> **Prompt**: Locate all lines in the data below that hold "rippled" and show them.

----

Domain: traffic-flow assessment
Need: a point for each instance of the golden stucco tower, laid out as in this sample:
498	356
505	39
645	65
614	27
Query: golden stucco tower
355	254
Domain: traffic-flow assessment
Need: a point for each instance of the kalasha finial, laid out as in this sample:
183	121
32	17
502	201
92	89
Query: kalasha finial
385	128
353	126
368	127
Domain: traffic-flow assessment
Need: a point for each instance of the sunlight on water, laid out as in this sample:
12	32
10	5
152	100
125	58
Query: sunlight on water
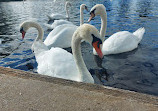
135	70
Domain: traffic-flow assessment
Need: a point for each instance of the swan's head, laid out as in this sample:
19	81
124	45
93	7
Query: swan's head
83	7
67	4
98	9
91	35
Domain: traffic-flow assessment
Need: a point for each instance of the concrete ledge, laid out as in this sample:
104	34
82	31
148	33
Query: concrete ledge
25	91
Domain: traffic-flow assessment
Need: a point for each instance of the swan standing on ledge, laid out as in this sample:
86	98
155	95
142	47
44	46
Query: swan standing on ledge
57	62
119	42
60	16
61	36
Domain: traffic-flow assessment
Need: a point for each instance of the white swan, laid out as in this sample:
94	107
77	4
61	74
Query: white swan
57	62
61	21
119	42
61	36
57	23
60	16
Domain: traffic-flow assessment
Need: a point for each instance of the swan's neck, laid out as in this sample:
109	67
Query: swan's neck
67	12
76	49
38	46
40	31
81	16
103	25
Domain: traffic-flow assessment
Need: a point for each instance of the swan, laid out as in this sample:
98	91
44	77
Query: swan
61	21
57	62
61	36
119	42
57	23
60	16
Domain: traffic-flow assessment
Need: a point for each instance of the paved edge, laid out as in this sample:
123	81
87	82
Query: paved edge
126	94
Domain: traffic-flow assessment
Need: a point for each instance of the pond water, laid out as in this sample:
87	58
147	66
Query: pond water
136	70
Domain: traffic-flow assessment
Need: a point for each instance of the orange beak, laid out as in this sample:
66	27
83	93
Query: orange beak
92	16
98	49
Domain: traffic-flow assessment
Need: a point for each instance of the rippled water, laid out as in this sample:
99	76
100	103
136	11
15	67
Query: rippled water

----

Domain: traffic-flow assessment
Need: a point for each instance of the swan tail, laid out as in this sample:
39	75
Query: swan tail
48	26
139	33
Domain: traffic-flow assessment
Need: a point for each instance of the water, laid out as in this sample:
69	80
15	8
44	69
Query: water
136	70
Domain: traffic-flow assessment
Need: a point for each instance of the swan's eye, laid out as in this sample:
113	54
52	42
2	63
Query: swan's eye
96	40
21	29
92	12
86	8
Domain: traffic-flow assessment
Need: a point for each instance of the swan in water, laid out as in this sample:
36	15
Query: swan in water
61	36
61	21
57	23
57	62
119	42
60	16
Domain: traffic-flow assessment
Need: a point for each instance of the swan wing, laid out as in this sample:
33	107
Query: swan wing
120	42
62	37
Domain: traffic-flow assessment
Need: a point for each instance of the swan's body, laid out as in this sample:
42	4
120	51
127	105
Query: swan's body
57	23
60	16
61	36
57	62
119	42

----

> **Response area**:
Need: a point for each instance of the rippled water, laid out as in this sample:
Query: rippled water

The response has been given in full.